### TO BE DONE
a) Answer the following questions using the PROC TABULATE passage:
(i) Which three other descriptive statistical procedures does the passage name as computing many of the same statistics as PROC TABULATE?
(ii) How many dimensions can the presentation-ready datasets produced by PROC TABULATE have?
(iii) Which system option must be used with PROC TABULATE to create accessible output tables?
b) Quote the PROC TABULATE passage word for word between "The PROC FREQ, PROC" and "TABULATE Procedure Do?", inclusive.
c) Translate this sentence from the PROC TABULATE passage into Spanish: "PROC TABULATE is an excellent procedure to use when it comes to computing and displaying descriptive statistics."

The TABULATE procedure displays descriptive statistics in tabular format, using some or all of the variables in a data set. You can create a variety of tables ranging from simple to highly customised.
The PROC FREQ, PROC MEANS, and PROC REPORT generates the statistical results but with the restricted output datasets.
PROC TABULATE produces high quality reports, and creates more informative one, two, or three dimensional presentation ready datasets. PROC TABULATE is an excellent procedure to use when it comes to computing and displaying descriptive statistics.
What Does the TABULATE Procedure Do?
PROC TABULATE computes many of the same statistics that are computed by other descriptive statistical procedures such as MEANS, FREQ, and REPORT. PROC TABULATE provides the following features:
- Creates tabular reports
- Classifies the values of variables and establish hierarchical relationships between the variables
- Mechanisms for labeling and formatting variables and procedure-generated statistics
- Creates accessible output tables when used with the ACCESSIBLETABLE system option. PROC TABULATE also provides the ability to add captions to tables.

### DATA LINES
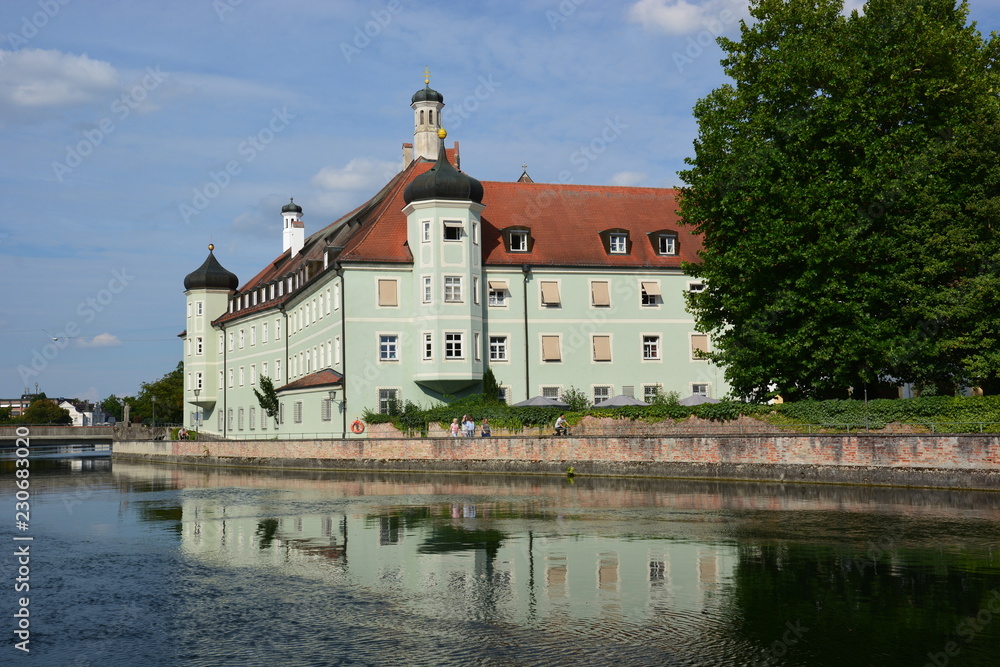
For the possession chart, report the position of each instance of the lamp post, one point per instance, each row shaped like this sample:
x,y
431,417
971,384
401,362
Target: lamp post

### REPLIES
a)
(i) MEANS, FREQ, and REPORT
(ii) One, two, or three dimensions
(iii) The ACCESSIBLETABLE system option

b)
The PROC FREQ, PROC MEANS, and PROC REPORT generates the statistical results but with the restricted output datasets.
PROC TABULATE produces high quality reports, and creates more informative one, two, or three dimensional presentation ready datasets. PROC TABULATE is an excellent procedure to use when it comes to computing and displaying descriptive statistics.
What Does the TABULATE Procedure Do?

c) PROC TABULATE es un procedimiento excelente para usar cuando se trata de calcular y mostrar estadísticas descriptivas.